(Stored records)
Start of Block
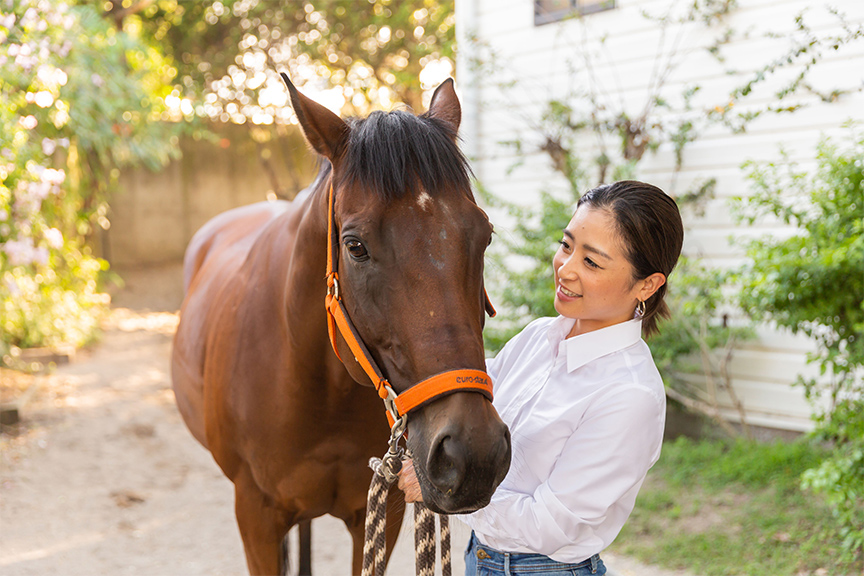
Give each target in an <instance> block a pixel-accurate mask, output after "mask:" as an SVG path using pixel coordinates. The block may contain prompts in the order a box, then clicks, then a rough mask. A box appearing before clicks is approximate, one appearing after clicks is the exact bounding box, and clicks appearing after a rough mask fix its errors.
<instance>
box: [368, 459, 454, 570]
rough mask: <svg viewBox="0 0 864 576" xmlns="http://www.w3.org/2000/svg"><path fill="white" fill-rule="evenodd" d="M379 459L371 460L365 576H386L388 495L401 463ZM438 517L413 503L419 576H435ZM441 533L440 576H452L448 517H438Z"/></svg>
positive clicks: (416, 565)
mask: <svg viewBox="0 0 864 576" xmlns="http://www.w3.org/2000/svg"><path fill="white" fill-rule="evenodd" d="M385 460H387V461H386V462H382V460H381V459H380V458H372V459H371V460H369V467H370V468H372V470H374V473H373V474H372V483H371V484H370V485H369V494H368V497H367V501H366V525H365V526H366V534H365V539H364V542H363V570H362V576H383V574H384V563H385V555H386V550H387V546H386V538H385V528H386V526H387V494H388V493H389V491H390V485H391V484H393V482H394V481H395V480H396V478H397V477H398V469H396V471H394V468H396V467H397V466H398V467H400V468H401V461H399V462H398V463H397V462H394V461H393V460H392V459H390V460H388V459H387V457H386V456H385ZM435 516H438V515H437V514H434V513H433V512H432V511H431V510H429V509H428V508H427V507H426V506H424V505H423V504H422V503H420V502H415V503H414V547H415V567H416V571H417V576H434V574H435ZM438 523H439V526H440V531H441V574H442V576H451V574H452V567H451V556H450V522H449V519H448V517H447V516H443V515H441V516H438Z"/></svg>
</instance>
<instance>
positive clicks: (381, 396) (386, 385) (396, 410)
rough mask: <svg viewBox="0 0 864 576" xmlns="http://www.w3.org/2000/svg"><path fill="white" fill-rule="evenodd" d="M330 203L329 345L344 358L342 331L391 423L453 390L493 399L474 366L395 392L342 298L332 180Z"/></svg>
mask: <svg viewBox="0 0 864 576" xmlns="http://www.w3.org/2000/svg"><path fill="white" fill-rule="evenodd" d="M327 203H328V208H327V295H326V296H325V299H324V304H325V307H326V309H327V332H328V333H329V335H330V345H331V346H333V351H334V352H336V356H337V357H339V360H340V361H343V360H342V357H341V356H340V355H339V350H338V348H337V346H336V335H337V333H338V334H341V335H342V338H343V339H344V340H345V342H346V343H347V344H348V348H349V349H350V350H351V353H352V354H353V355H354V359H355V360H356V361H357V363H358V364H360V367H361V368H363V371H364V372H365V373H366V375H367V376H368V377H369V380H371V381H372V384H373V385H374V386H375V389H376V390H377V391H378V395H379V396H380V397H381V399H382V400H383V401H384V406H385V407H386V409H387V419H388V420H389V421H390V426H391V427H393V426H395V425H396V423H397V422H401V423H402V424H403V426H404V417H405V416H406V415H407V414H408V413H409V412H411V411H412V410H415V409H417V408H419V407H420V406H423V405H425V404H427V403H429V402H431V401H433V400H435V399H437V398H440V397H442V396H446V395H447V394H452V393H454V392H479V393H480V394H483V395H484V396H486V398H488V399H489V400H492V381H491V380H490V378H489V375H488V374H486V373H485V372H483V371H482V370H473V369H464V370H449V371H447V372H442V373H441V374H438V375H436V376H432V377H430V378H427V379H426V380H423V381H422V382H420V383H418V384H415V385H414V386H412V387H411V388H409V389H408V390H406V391H404V392H402V393H401V394H398V395H397V394H396V392H395V391H394V390H393V387H392V386H391V385H390V382H388V381H387V379H386V378H384V375H383V374H382V372H381V369H380V368H379V367H378V365H377V364H376V363H375V360H374V359H373V358H372V355H371V354H370V353H369V350H368V349H367V348H366V345H365V344H363V340H362V339H361V338H360V335H359V334H357V330H356V329H355V328H354V324H353V323H352V322H351V318H350V317H349V316H348V311H347V310H346V309H345V305H344V304H343V302H342V293H341V291H340V288H339V274H338V272H337V269H336V268H337V265H338V262H339V254H338V249H339V238H338V232H337V230H336V226H335V225H334V221H333V220H334V212H335V205H334V195H333V184H332V183H331V184H330V191H329V193H328V200H327ZM484 296H485V298H486V311H487V312H489V314H490V315H491V316H494V315H495V309H494V308H493V307H492V303H491V302H490V301H489V295H488V294H485V291H484ZM343 362H344V361H343Z"/></svg>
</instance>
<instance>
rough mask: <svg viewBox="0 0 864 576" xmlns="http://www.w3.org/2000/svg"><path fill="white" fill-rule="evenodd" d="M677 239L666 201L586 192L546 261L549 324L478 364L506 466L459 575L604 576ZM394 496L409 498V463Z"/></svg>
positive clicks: (639, 456)
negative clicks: (648, 337) (657, 324)
mask: <svg viewBox="0 0 864 576" xmlns="http://www.w3.org/2000/svg"><path fill="white" fill-rule="evenodd" d="M683 237H684V230H683V226H682V224H681V216H680V214H679V213H678V208H677V206H676V205H675V201H674V200H672V199H671V198H670V197H669V196H667V195H666V194H665V193H664V192H663V191H662V190H660V189H659V188H657V187H655V186H652V185H650V184H645V183H642V182H635V181H623V182H616V183H615V184H611V185H604V186H600V187H598V188H595V189H594V190H591V191H590V192H588V193H587V194H585V195H584V196H583V197H582V198H581V199H580V200H579V203H578V205H577V207H576V213H575V214H574V215H573V218H572V219H571V220H570V223H569V224H568V225H567V228H565V229H564V231H563V238H562V239H561V246H560V247H559V248H558V251H557V252H556V253H555V256H554V258H553V260H552V268H553V271H554V276H555V295H554V297H555V310H556V311H557V312H558V313H559V314H560V316H559V317H557V318H541V319H539V320H535V321H534V322H532V323H531V324H529V325H528V326H527V327H526V328H525V329H524V330H523V331H522V332H521V333H519V334H518V335H517V336H515V337H514V338H513V339H512V340H511V341H510V342H508V343H507V345H506V346H505V347H504V349H503V350H501V352H500V353H499V354H498V356H496V357H495V358H494V359H490V360H488V362H487V369H488V372H489V375H490V376H491V377H492V380H493V382H494V383H495V401H494V405H495V407H496V409H497V410H498V413H499V414H500V415H501V418H502V419H503V420H504V422H505V423H506V424H507V425H508V426H509V428H510V433H511V436H512V450H513V453H512V459H511V464H510V471H509V472H508V474H507V477H506V478H505V479H504V481H503V482H502V483H501V485H500V486H499V487H498V490H497V491H496V492H495V494H494V495H493V496H492V501H491V502H490V504H489V505H488V506H487V507H485V508H483V509H482V510H479V511H477V512H475V513H473V514H470V515H467V516H460V519H463V520H464V521H465V522H466V523H467V524H468V525H469V526H470V527H471V528H472V529H473V532H472V535H471V541H470V543H469V545H468V549H467V550H466V552H465V564H466V575H470V576H473V575H475V574H483V575H487V574H489V575H492V574H495V575H497V574H505V573H506V574H510V573H511V572H512V573H514V574H519V575H520V576H527V575H529V574H534V573H536V574H544V575H546V576H550V574H556V573H558V572H559V571H560V573H567V574H578V575H582V574H605V573H606V569H605V567H604V566H603V562H602V561H601V560H600V556H599V553H600V552H601V551H602V550H603V549H604V548H606V547H607V546H608V545H609V544H610V543H611V542H612V540H614V539H615V537H616V536H617V534H618V532H619V531H620V530H621V528H622V527H623V526H624V522H625V521H626V520H627V518H628V516H629V515H630V512H631V511H632V510H633V505H634V502H635V500H636V494H637V492H638V491H639V488H640V487H641V485H642V482H643V481H644V479H645V474H646V473H647V472H648V469H649V468H651V466H652V465H653V464H654V463H655V462H656V461H657V458H658V457H659V455H660V446H661V442H662V439H663V427H664V420H665V413H666V401H665V394H664V389H663V381H662V380H661V378H660V374H659V373H658V372H657V368H656V367H655V366H654V361H653V359H652V358H651V352H650V351H649V350H648V347H647V345H646V344H645V342H644V341H643V340H642V338H641V335H642V334H643V333H644V334H645V335H650V334H652V333H654V332H656V331H657V319H658V317H663V316H668V315H669V310H668V308H667V306H666V303H665V302H664V297H665V295H666V287H667V284H666V279H667V277H668V276H669V274H670V273H671V272H672V269H673V268H674V267H675V264H676V262H677V261H678V256H679V254H680V252H681V244H682V242H683ZM399 487H400V488H402V489H403V490H404V491H405V493H406V500H407V501H417V500H419V499H420V490H419V487H418V486H417V480H416V477H415V476H414V473H413V467H412V466H411V465H410V462H409V463H407V465H406V466H405V467H404V469H403V473H402V474H401V476H400V479H399Z"/></svg>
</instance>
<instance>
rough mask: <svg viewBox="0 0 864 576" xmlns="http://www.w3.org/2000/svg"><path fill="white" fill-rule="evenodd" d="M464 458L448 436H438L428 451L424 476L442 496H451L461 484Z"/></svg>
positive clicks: (457, 448) (460, 452)
mask: <svg viewBox="0 0 864 576" xmlns="http://www.w3.org/2000/svg"><path fill="white" fill-rule="evenodd" d="M464 473H465V464H464V458H463V457H462V454H461V452H460V450H459V448H458V444H457V442H455V441H454V440H453V439H452V438H451V437H450V436H449V435H446V434H445V435H441V436H439V437H438V438H437V439H436V440H435V442H434V443H433V444H432V447H431V449H430V450H429V461H428V463H427V465H426V474H427V476H428V478H429V481H430V482H432V484H434V485H435V487H436V488H438V490H440V491H441V492H443V493H444V494H452V493H453V492H455V491H456V489H457V488H458V487H459V485H460V484H461V483H462V477H463V476H464Z"/></svg>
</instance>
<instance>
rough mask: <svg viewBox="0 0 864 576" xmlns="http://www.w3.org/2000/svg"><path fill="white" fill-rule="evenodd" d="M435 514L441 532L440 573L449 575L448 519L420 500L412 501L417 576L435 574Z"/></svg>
mask: <svg viewBox="0 0 864 576" xmlns="http://www.w3.org/2000/svg"><path fill="white" fill-rule="evenodd" d="M435 516H438V525H439V529H440V532H441V536H440V537H441V574H442V576H451V574H452V571H453V570H452V566H451V556H450V521H449V517H448V516H446V515H443V514H442V515H439V514H434V513H433V512H432V511H431V510H429V509H428V508H427V507H426V506H424V505H423V504H422V503H420V502H415V503H414V549H415V566H416V571H417V576H434V574H435Z"/></svg>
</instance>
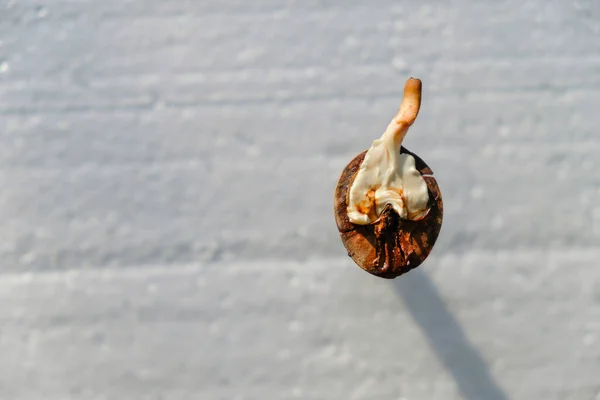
End of Block
- _Task item_:
In the answer, give only the lines from the top of the data above through the line with "459L371 460L365 576H386L388", reproduced exactly; no picture may appear.

- _Finished exercise_:
Give each target in an <instance> block a pixel-accurate mask, output after "mask:" as an SVG path using pixel coordinates. The block may contain prompts in the order a box, then clicks, then a rough mask. A box appearing before clicks is approximate, one appearing after clicks is the exact bounding box, and clicks appearing after a rough mask fix its errors.
<instance>
box: [368, 459, 454, 570]
rough mask: <svg viewBox="0 0 864 576" xmlns="http://www.w3.org/2000/svg"><path fill="white" fill-rule="evenodd" d="M379 459L371 460L365 576H386L388 495L401 463ZM438 517L413 503L419 576H435ZM441 533L440 576H452L448 517H438Z"/></svg>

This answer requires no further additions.